*THE EXERCISE*:
Exactly reproduce all the records, keeping pictures out of the copy.
— BEGIN STORED RECORDS —
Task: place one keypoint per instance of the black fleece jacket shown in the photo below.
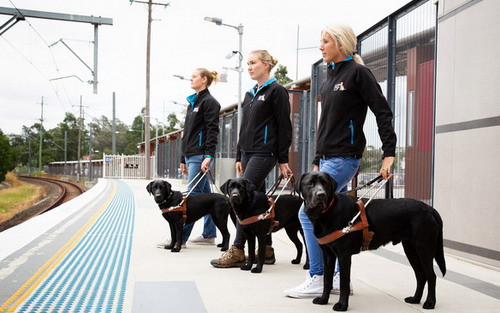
(265, 124)
(201, 127)
(350, 88)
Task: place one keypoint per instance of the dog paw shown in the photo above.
(320, 300)
(246, 267)
(429, 305)
(412, 300)
(340, 307)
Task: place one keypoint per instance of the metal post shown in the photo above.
(96, 46)
(78, 168)
(90, 152)
(240, 70)
(113, 127)
(41, 139)
(146, 111)
(65, 150)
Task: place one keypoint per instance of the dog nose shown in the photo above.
(321, 195)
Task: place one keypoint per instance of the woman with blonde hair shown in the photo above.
(265, 137)
(201, 130)
(349, 90)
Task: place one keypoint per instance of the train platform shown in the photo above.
(98, 253)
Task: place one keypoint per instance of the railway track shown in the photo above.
(59, 192)
(66, 190)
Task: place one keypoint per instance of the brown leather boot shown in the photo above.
(233, 257)
(269, 257)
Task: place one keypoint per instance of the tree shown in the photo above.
(281, 75)
(7, 156)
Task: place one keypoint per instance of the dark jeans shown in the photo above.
(256, 167)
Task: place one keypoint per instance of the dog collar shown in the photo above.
(164, 201)
(329, 206)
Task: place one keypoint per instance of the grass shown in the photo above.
(19, 197)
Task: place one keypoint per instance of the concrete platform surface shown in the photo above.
(98, 253)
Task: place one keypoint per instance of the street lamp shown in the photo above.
(239, 28)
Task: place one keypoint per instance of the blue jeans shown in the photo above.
(342, 170)
(193, 164)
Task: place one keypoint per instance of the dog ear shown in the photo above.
(298, 183)
(167, 185)
(249, 187)
(332, 182)
(223, 188)
(149, 187)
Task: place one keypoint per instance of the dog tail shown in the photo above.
(439, 253)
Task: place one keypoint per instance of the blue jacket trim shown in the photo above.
(191, 99)
(254, 91)
(351, 127)
(332, 65)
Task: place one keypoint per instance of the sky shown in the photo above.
(32, 56)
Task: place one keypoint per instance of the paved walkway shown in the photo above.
(97, 253)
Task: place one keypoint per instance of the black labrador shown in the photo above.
(248, 202)
(198, 205)
(418, 226)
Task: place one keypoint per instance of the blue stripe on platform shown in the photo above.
(93, 276)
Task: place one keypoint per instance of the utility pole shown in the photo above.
(65, 150)
(90, 152)
(113, 127)
(147, 135)
(80, 126)
(41, 139)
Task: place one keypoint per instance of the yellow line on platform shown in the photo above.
(25, 290)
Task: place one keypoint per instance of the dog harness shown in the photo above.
(268, 215)
(182, 207)
(362, 225)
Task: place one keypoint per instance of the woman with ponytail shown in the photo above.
(349, 90)
(265, 137)
(201, 130)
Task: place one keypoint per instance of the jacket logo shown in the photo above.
(339, 87)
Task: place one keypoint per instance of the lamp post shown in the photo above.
(239, 28)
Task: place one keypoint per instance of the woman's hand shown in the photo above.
(385, 170)
(239, 168)
(205, 165)
(285, 170)
(183, 168)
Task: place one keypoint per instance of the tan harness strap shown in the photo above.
(268, 215)
(181, 208)
(363, 225)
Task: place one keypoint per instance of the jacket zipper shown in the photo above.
(351, 127)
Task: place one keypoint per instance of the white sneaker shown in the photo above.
(200, 240)
(312, 287)
(336, 285)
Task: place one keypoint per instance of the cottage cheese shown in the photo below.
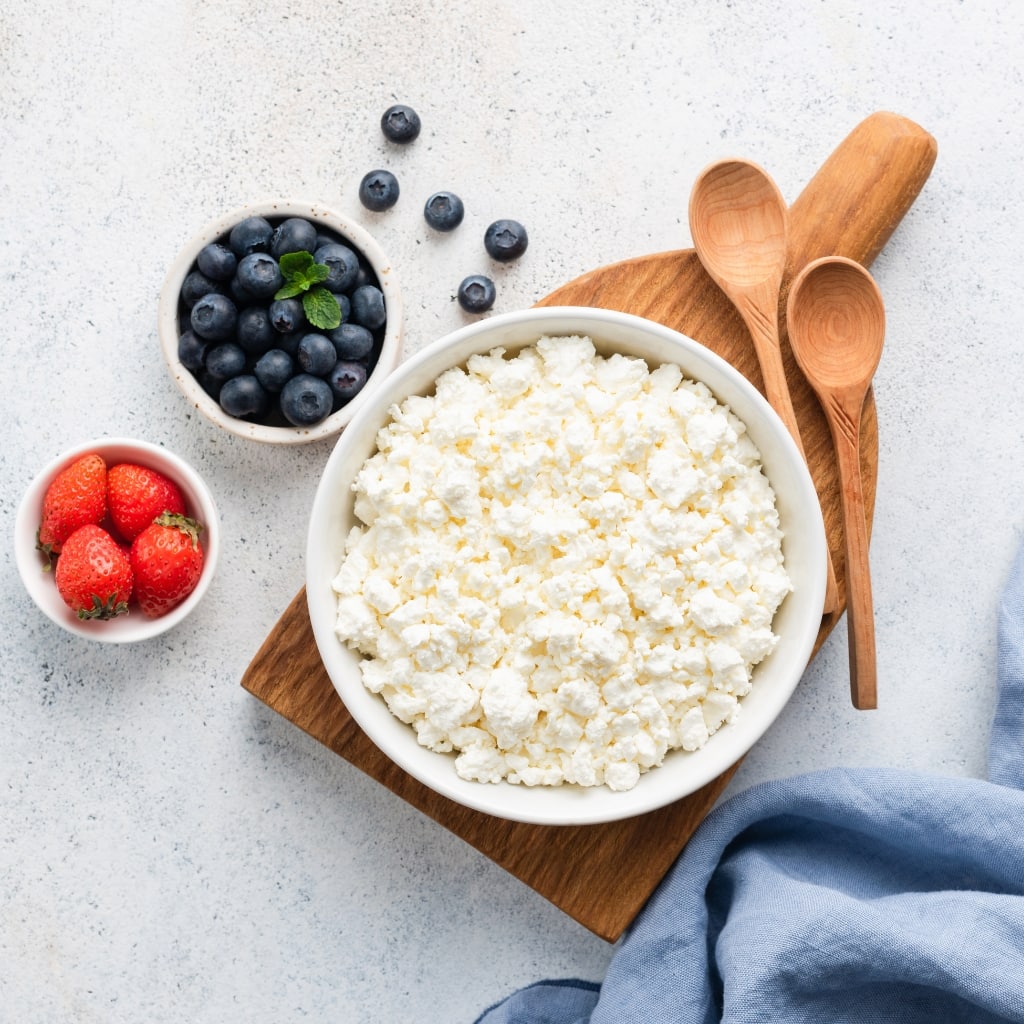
(566, 565)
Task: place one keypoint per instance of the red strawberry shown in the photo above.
(167, 562)
(93, 573)
(136, 495)
(76, 496)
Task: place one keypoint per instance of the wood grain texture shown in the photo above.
(602, 875)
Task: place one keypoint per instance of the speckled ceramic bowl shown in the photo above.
(39, 582)
(796, 623)
(170, 310)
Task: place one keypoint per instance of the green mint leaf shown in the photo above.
(290, 290)
(322, 308)
(295, 264)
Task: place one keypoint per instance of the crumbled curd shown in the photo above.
(566, 565)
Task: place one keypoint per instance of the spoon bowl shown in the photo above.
(739, 223)
(837, 324)
(837, 328)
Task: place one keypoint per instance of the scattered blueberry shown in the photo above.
(443, 211)
(192, 350)
(316, 354)
(254, 332)
(368, 306)
(400, 123)
(259, 275)
(214, 317)
(287, 315)
(196, 286)
(505, 240)
(250, 236)
(226, 360)
(346, 380)
(306, 399)
(379, 190)
(342, 263)
(244, 396)
(476, 294)
(293, 236)
(217, 261)
(351, 341)
(273, 370)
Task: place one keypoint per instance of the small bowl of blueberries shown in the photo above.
(279, 320)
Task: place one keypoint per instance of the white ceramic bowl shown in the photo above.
(134, 626)
(168, 328)
(797, 622)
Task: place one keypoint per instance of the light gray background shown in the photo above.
(171, 850)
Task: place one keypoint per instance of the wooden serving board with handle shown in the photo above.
(602, 875)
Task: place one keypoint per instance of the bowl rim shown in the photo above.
(802, 609)
(167, 318)
(133, 627)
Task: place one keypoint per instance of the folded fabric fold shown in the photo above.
(839, 895)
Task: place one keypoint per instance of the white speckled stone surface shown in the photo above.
(171, 850)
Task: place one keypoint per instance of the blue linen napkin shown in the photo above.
(862, 895)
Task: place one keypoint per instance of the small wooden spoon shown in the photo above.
(738, 221)
(837, 324)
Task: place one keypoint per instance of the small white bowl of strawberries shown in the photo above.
(117, 540)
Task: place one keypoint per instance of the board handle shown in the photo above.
(861, 193)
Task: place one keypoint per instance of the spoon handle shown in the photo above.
(765, 333)
(844, 420)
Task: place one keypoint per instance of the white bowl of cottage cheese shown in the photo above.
(566, 566)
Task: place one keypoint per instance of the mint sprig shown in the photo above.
(303, 275)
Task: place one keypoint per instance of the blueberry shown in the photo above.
(209, 383)
(346, 380)
(306, 399)
(290, 342)
(476, 294)
(217, 261)
(273, 370)
(344, 304)
(214, 317)
(225, 361)
(241, 295)
(259, 275)
(368, 306)
(287, 315)
(342, 263)
(351, 341)
(244, 396)
(254, 332)
(316, 354)
(250, 236)
(505, 240)
(196, 286)
(400, 123)
(379, 190)
(293, 236)
(443, 211)
(192, 350)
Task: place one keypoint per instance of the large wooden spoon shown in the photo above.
(837, 326)
(738, 221)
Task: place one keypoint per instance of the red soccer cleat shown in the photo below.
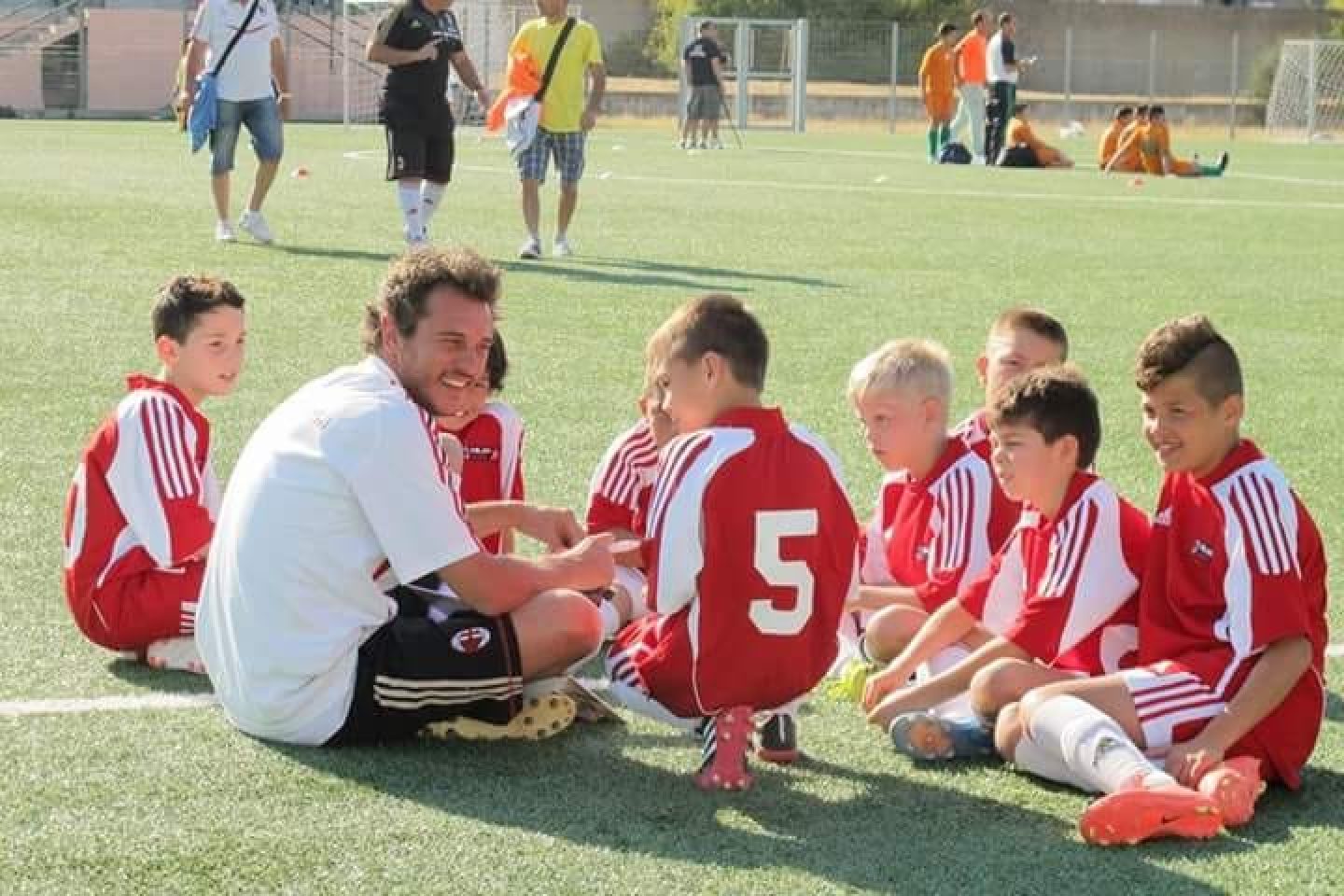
— END STORED RECORDS —
*SOLUTION TO THIS EXERCISE*:
Task: place one keypoint per instance of the black fleece jacket shown in the photo below.
(265, 124)
(201, 127)
(350, 88)
Task: place one keypoint per instance of the dog paw shown in the photo above.
(320, 300)
(246, 267)
(429, 305)
(412, 300)
(340, 307)
Task: place one keypoint per instance of the metal post shown in the photo above.
(96, 46)
(78, 168)
(90, 152)
(240, 70)
(113, 127)
(41, 139)
(146, 111)
(65, 150)
Task: place one keypoint per instance of the dog nose shown in the photo above.
(321, 195)
Task: place one keypoint per instance of the woman with blonde hair shown in the photo above.
(265, 137)
(201, 130)
(349, 90)
Task: place one keypoint per instance of the train platform shown in the photo above.
(98, 253)
Task: place one keypoint per instance of the railway track shown in the photo above.
(59, 192)
(66, 190)
Task: place one keypoint per instance of the brown leather boot shown in the photo above.
(233, 257)
(269, 257)
Task: place one keypoint per instance of the tree shown in the photo above.
(281, 75)
(7, 156)
Task: place one keypoint per instance of the dark jeans shown in the photo above.
(256, 167)
Task: place one keypoint per instance of the dog collar shown in the photo above.
(164, 201)
(329, 206)
Task: place one keypoint per instance of the grass shown in the photo above.
(19, 197)
Task: place one keypoint per instance of the concrete platform surface shown in the photo above.
(98, 253)
Task: place one keypoint per instance of the street lamp shown in the photo above.
(239, 28)
Task: place one keypoint per instance of the blue jeans shown in the photo above.
(342, 170)
(193, 164)
Task: place one keypoint per instance of the dog ear shown in the photo above.
(298, 183)
(167, 185)
(249, 187)
(332, 182)
(223, 188)
(149, 187)
Task: place one keypoint per instance of the dog tail shown in the photo above.
(439, 253)
Task: place one keypoint per instance of the blue jacket trim shown in the photo above.
(191, 99)
(254, 91)
(351, 127)
(332, 65)
Task: place one keypoint per instance of the sky shown in the photo above.
(32, 56)
Task: place one keypoint per instance of the paved walkway shown in the photo above.
(97, 253)
Task: place one keypoint per instance of the black labrador shown in the photo above.
(248, 202)
(198, 205)
(418, 226)
Task: place one keypoint per instance of the blue stripe on platform shown in the photo above.
(93, 276)
Task: place one keypoint per instance of the utility pole shown in the photo above.
(65, 150)
(90, 152)
(113, 127)
(147, 135)
(80, 126)
(41, 139)
Task: place one keypoint per instance of the yellow line on platform shown in the photo above.
(25, 290)
Task: place one keypoint per instance of the dog harness shown in the photo above.
(268, 215)
(182, 207)
(362, 225)
Task: place one keypoint per instance of the woman with ponytail shown in the photo above.
(349, 90)
(265, 137)
(201, 130)
Task: place one keypoint per instance of the jacket logo shown in the photo above.
(339, 87)
Task: place one keypoint per instance of the lamp post shown in the photo above.
(239, 28)
Task: place one keypoint per instance of the woman's hand shown in the photo above.
(385, 170)
(239, 168)
(205, 165)
(285, 170)
(183, 168)
Task: place one keypoint per instance of the tan harness strap shown in the photo above.
(268, 215)
(181, 208)
(363, 225)
Task: place one keypoint per instance of the jacket zipper shown in the photo above.
(351, 127)
Task: place one keypoint per instance of the white sneaker shown in the photo above.
(200, 240)
(312, 287)
(336, 285)
Task: place one keypoint per instance of the cottage cheese shown in the photo below.
(566, 565)
Task: place one keypoint per instance of the red strawberry shown in the photo above.
(167, 562)
(93, 573)
(136, 495)
(76, 496)
Task: place one keypoint per instance of the wood grain texture shown in the photo above.
(602, 875)
Task: place one keypoint per instance of the speckled ceramic bowl shown in the photo above.
(39, 582)
(796, 623)
(170, 310)
Task: place one keypoint per instance of the green mint leaf shown in the photo above.
(290, 290)
(322, 308)
(295, 264)
Task: place one keypoint per instance of the crumbled curd shown in the photo above.
(566, 565)
Task: place one keypoint per instance of the spoon bowl shown in the photo above.
(739, 223)
(837, 324)
(837, 328)
Task: place one keypoint per instance of the scattered blueberry shown in the photo above.
(443, 211)
(192, 350)
(316, 354)
(254, 332)
(368, 306)
(400, 123)
(259, 275)
(214, 317)
(287, 315)
(196, 286)
(505, 240)
(250, 236)
(226, 360)
(346, 380)
(306, 399)
(379, 190)
(342, 263)
(244, 396)
(476, 294)
(293, 236)
(217, 261)
(351, 341)
(273, 370)
Task: place one keypoint per instance of the small bowl of blueberries shown in the photo above.
(279, 320)
Task: place one keypoint per instance of the white ceramic bowl shown in the photo above.
(134, 626)
(168, 328)
(797, 622)
Task: place one keypoint per instance of the light gray background shown in the photo above.
(171, 850)
Task: place one keypoint per instance of the wooden serving board with handle shown in the photo above.
(602, 875)
Task: place one keypoint per instance of the bowl rim shown in the photo above.
(802, 609)
(167, 318)
(133, 627)
Task: place one keypoint per instance of the folded fabric fold shown in the photo above.
(839, 895)
Task: place one keypoint per instance of the white speckled stone surface shown in the photo above.
(171, 850)
Task: place one keypoint per instance of the blue linen napkin shown in the photo above.
(862, 895)
Task: place one keypoint per instance of the small wooden spoon shown in the photo above.
(738, 221)
(837, 324)
Task: place one keypoint per instance of the small white bowl of strawberries shown in the photo above.
(117, 540)
Task: place one keypoint per instance of the board handle shown in the photo above.
(861, 193)
Task: place one keypoint per instance of the spoon handle shown in the photo above.
(765, 333)
(844, 420)
Task: place one keypoint per instance of the white bowl of cottage cheese shown in the photo above.
(566, 566)
Task: place one keypoint per instance of the mint sprig shown in the photo above.
(303, 275)
Task: place one keypoint per instance of the blueberry shown in the photo above.
(209, 383)
(346, 380)
(306, 399)
(290, 342)
(476, 294)
(217, 261)
(273, 370)
(344, 304)
(214, 317)
(225, 361)
(241, 295)
(259, 275)
(368, 306)
(287, 315)
(342, 263)
(351, 341)
(244, 396)
(254, 332)
(316, 354)
(250, 236)
(505, 240)
(196, 286)
(400, 123)
(379, 190)
(293, 236)
(443, 211)
(192, 350)
Task: place one keypoint per instance of the large wooden spoon shown in the photo above.
(837, 326)
(738, 221)
Task: place one keypoint per instance of the red soccer cleat shown in the photo below.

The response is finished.